WHAT NEEDS TO BE DONE = Return the following entries exactly, word for word.

Entries taken from a collection
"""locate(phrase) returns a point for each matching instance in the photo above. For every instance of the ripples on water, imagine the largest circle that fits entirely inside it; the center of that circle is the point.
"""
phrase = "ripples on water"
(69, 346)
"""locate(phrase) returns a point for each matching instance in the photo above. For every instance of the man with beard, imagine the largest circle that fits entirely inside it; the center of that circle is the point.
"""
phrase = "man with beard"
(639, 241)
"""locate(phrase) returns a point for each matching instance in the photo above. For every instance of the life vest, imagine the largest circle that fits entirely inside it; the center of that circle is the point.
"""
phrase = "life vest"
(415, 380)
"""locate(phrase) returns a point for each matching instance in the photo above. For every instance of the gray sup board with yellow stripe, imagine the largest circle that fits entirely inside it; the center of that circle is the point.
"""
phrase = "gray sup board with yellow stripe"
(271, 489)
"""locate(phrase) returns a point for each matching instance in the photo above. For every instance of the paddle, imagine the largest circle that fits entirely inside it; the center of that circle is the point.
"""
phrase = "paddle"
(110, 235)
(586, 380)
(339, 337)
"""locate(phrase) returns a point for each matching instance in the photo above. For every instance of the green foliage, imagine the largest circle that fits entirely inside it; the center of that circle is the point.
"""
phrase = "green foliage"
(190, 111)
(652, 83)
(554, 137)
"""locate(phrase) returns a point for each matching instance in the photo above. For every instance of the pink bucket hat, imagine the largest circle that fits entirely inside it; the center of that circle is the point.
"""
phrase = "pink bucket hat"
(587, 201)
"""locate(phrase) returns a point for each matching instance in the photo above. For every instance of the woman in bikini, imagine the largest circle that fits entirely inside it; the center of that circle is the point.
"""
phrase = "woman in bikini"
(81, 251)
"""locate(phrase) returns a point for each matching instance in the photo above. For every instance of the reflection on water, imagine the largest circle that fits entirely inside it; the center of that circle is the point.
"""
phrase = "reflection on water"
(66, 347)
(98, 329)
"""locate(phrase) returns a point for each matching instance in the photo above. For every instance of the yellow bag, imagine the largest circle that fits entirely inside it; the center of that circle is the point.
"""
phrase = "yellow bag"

WRITTEN RESPONSE =
"""locate(phrase) returns a point for each matching instance in the photo above. For every instance of the ripples on water, imagine the largest circle that fits entirely inside it; the center of that circle is the point.
"""
phrase = "ripples on water"
(69, 346)
"""locate(phrase) returns a point for each matching instance in the photo above. For every instance of the man with beard, imagine the largest circle that fits entirely inside it; the center of that circle is the point.
"""
phrase = "man with beard"
(639, 241)
"""locate(phrase) returns a point for each matching instance in the photo above. For every instance of the life vest, imagine the largest circle that fits entirely inside it; the center of that circle is the point.
"""
phrase = "life vest"
(415, 380)
"""locate(phrase) returns a point for each matching instance in the photo above. For every instance of the gray sup board with yellow stripe, imagine the largest circle that fits entirely inside it; the center of that circle is the point.
"""
phrase = "gray sup board with yellow stripe"
(271, 489)
"""locate(phrase) returns a point for each matching instance in the photo above. For every instance of the paddle, imagine the largest circle that fits entirely inside it; the center of that circle is the point.
"""
phrase = "paddle"
(110, 235)
(586, 380)
(339, 337)
"""locate(phrase) returns a point for each matching instance in the photo above. For every instance of the green foliage, imagine the largest circle that fits entirely inside it; the center of that circle is the point.
"""
phrase = "green foliage"
(190, 111)
(652, 83)
(554, 137)
"""locate(phrase) returns a point for each matching instance in the photo above. For every instance of the pink bucket hat, imagine the largest circle that fits entirely inside it; the center of that circle is the point.
"""
phrase = "pink bucket hat"
(587, 201)
"""locate(phrase) returns a point for each matching instance in the photo above. For every instance of the woman in bikini, imagine the largest circle that fits entirely inside it; the center of that circle is the point.
"""
phrase = "woman in bikini"
(81, 251)
"""locate(phrase) returns a point for each matching instance in the photo above. For every instance of the reflection on water, imagine the largest circle that fits entirely inside it; the center of that circle is the point.
"""
phrase = "reflection on water"
(66, 347)
(98, 329)
"""locate(phrase) returns a point for each matching instance in the photo above. For every instance of the yellow bag, imagine the largest circle that fits entirely inside it; the center of that circle is the point.
"""
phrase = "yellow bag"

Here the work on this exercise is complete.